*Directive*:
Lay out every line of the items below as a Markdown table with two columns, Row and Line, numbering each row and leaving out blank lines. Omit the pictures from your table.

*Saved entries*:
╔══
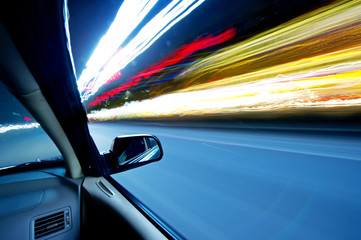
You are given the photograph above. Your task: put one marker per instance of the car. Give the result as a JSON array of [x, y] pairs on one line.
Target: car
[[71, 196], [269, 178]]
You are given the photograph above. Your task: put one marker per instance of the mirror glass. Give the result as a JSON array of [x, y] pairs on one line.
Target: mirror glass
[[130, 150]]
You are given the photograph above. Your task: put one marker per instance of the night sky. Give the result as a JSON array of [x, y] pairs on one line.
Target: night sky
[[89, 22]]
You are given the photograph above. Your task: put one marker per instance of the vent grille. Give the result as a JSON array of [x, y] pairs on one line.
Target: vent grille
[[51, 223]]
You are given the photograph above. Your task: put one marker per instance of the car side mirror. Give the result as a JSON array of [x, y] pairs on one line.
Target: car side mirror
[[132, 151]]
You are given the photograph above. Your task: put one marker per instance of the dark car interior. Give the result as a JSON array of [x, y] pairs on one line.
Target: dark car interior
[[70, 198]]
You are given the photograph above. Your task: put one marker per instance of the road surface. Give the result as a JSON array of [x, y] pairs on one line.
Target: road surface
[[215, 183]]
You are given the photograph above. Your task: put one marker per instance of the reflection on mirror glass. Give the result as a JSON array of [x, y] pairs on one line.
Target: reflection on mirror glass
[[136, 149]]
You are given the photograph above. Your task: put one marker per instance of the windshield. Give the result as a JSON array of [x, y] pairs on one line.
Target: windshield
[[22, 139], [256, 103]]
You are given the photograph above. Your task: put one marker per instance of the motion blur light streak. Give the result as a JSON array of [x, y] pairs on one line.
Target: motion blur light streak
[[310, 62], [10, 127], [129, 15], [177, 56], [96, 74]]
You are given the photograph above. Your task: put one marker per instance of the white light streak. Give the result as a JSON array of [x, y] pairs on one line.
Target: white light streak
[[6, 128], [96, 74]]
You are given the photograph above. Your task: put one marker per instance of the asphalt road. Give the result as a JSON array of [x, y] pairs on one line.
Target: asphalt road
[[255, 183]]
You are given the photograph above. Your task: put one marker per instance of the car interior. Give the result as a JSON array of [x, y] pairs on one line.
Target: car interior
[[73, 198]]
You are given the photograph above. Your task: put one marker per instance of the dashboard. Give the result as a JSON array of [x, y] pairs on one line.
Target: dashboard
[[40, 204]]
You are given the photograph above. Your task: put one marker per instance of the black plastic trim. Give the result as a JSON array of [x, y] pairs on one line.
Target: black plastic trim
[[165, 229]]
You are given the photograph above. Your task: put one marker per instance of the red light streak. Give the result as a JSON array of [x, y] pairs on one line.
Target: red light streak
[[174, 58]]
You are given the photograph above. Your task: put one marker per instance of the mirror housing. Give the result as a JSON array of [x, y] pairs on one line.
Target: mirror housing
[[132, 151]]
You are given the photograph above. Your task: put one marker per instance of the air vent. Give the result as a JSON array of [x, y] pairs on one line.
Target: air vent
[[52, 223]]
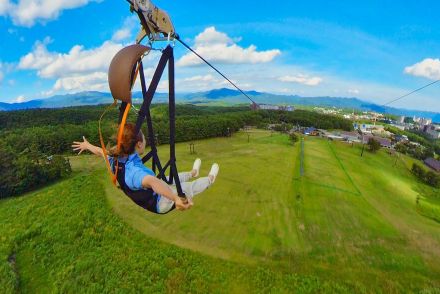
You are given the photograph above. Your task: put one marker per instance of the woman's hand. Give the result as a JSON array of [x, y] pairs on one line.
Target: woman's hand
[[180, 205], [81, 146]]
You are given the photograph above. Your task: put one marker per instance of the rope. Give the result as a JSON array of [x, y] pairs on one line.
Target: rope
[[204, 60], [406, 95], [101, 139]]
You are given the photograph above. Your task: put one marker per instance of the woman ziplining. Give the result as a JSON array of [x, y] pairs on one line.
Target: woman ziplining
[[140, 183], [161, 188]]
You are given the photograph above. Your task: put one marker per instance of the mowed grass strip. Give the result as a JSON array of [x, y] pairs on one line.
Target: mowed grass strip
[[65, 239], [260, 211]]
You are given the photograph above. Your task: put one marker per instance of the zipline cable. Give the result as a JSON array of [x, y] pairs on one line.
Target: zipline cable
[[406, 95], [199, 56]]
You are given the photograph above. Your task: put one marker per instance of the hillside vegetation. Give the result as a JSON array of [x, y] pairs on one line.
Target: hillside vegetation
╚══
*Expected answer*:
| Row | Line |
|---|---|
| 1 | You are given the photograph above. Your task: put one marker per instance of the car. Give the result as a JSON array of [x, y] pairs on one line. |
| 2 | Target: car |
| 3 | [[71, 196], [269, 178]] |
| 4 | You are given the photograph above. Your task: put one marker per instance of the mirror glass. Give the result as a JSON array of [x, y] pairs on one line. |
| 5 | Target: mirror glass |
| 6 | [[130, 150]] |
| 7 | You are given the photograph above. Your task: put one marker per instance of the night sky. Give the result as a JSON array of [x, y] pairs on one line. |
| 8 | Target: night sky |
| 9 | [[89, 22]] |
| 10 | You are given the photograph above. Your task: put one marker per instance of the vent grille. Give the result as a JSON array of [x, y] pairs on one line. |
| 11 | Target: vent grille |
| 12 | [[51, 223]] |
| 13 | You are given the photograph above. Your task: put one marker per instance of the car side mirror. Give the result as a JSON array of [x, y] pairs on one line. |
| 14 | Target: car side mirror |
| 15 | [[132, 151]] |
| 16 | You are given the photograph above. Your task: put one marker per instance of the dark car interior. Give the result as a JSON array of [x, y] pairs on one line. |
| 17 | Target: dark car interior |
| 18 | [[70, 198]] |
| 19 | You are given the photograph above. Your task: put one marker per instance of the road surface. Give the result as a JSON array of [x, y] pairs on one line. |
| 20 | Target: road surface |
| 21 | [[215, 183]] |
| 22 | You are given the photograph above. Your task: put one marker per instance of the reflection on mirror glass. Give the result as a JSON array of [x, y] pairs on one line. |
| 23 | Target: reflection on mirror glass |
| 24 | [[136, 149]] |
| 25 | You are given the photograph above. Your task: put one marker per instance of the windshield. Give the result as a JSON array of [x, y] pairs on one line. |
| 26 | Target: windshield |
| 27 | [[22, 139], [256, 103]] |
| 28 | You are given the photograph above. Your task: put one marker per instance of the motion blur light streak. Give the result as a JSON array of [x, y] pairs on one line. |
| 29 | Target: motion blur light streak |
| 30 | [[310, 62], [10, 127], [129, 15], [177, 56], [96, 74]] |
| 31 | You are given the photograph above. Your task: put one marker per instance of the white light streak. Give the result as a JSON array of [x, y] pairs on one line. |
| 32 | Target: white light streak |
| 33 | [[6, 128], [96, 74]] |
| 34 | You are given the photograph above. Your task: put one marker per instance of the asphalt road. Give the result as a JSON array of [x, y] pairs on one line. |
| 35 | Target: asphalt road |
| 36 | [[255, 183]] |
| 37 | You are given the photograph above. Your task: put one marker per instance of the car interior. Give the result as a JSON array of [x, y] pairs on one line. |
| 38 | Target: car interior |
| 39 | [[73, 198]] |
| 40 | You are given the photograph above. Your task: put one marker per instance of the dashboard. Give the result as a JSON array of [x, y] pairs on one line. |
| 41 | Target: dashboard |
| 42 | [[40, 204]] |
| 43 | You are given the photograph above. Your task: put one marker per instance of the black plastic trim. Give the result as a JSON array of [x, y] pairs on one line. |
| 44 | Target: black plastic trim |
| 45 | [[165, 229]] |
| 46 | You are given the photograph above. Your task: put one marker per instance of the red light streak. Give the result as a JSON array of [x, y] pairs on one line. |
| 47 | Target: red light streak |
| 48 | [[174, 58]] |
| 49 | You are given the photograph above. Your task: put one marker per instance of the mirror housing. Give the result as a JSON array of [x, y] pairs on one line. |
| 50 | Target: mirror housing |
| 51 | [[132, 151]] |
| 52 | You are given the photograph above. Your task: put one marker per instance of the air vent. Give the result as a JSON array of [x, y] pairs on one line. |
| 53 | Target: air vent |
| 54 | [[52, 223]] |
| 55 | You are given the photograph above. Your task: put one marker per instance of the woman's hand. Give the result as a JSON array of [x, y] pairs on one line. |
| 56 | Target: woman's hand |
| 57 | [[180, 205], [81, 146]] |
| 58 | You are given the photograph above. Your task: put one marker per instance of the rope. Give the result as a JSON array of [x, y] pairs on one line. |
| 59 | Target: rope |
| 60 | [[204, 60], [406, 95], [101, 139]] |
| 61 | You are given the photograph above. Your task: put one marker per instance of the woman ziplining. Give the result as a JSON array of [x, y] pairs on one line. |
| 62 | Target: woman ziplining |
| 63 | [[140, 183], [161, 188]] |
| 64 | You are given the photograph above. Your task: put one marker per instance of the mowed grass strip. Give the result as a JSON array of [x, y] pairs on one line. |
| 65 | Target: mowed grass strip |
| 66 | [[65, 239], [260, 211]] |
| 67 | You are given the photograph above. Your task: put one marker per instance of the zipline cable. Give the result as a JSON array of [x, y] pairs on one line. |
| 68 | Target: zipline cable |
| 69 | [[406, 95], [199, 56]] |
| 70 | You are given the photograph above. Your task: put one marker per instance of the hillside vegetation. Give the result as a JSON array of [x, y] pairs on one line. |
| 71 | Target: hillside vegetation |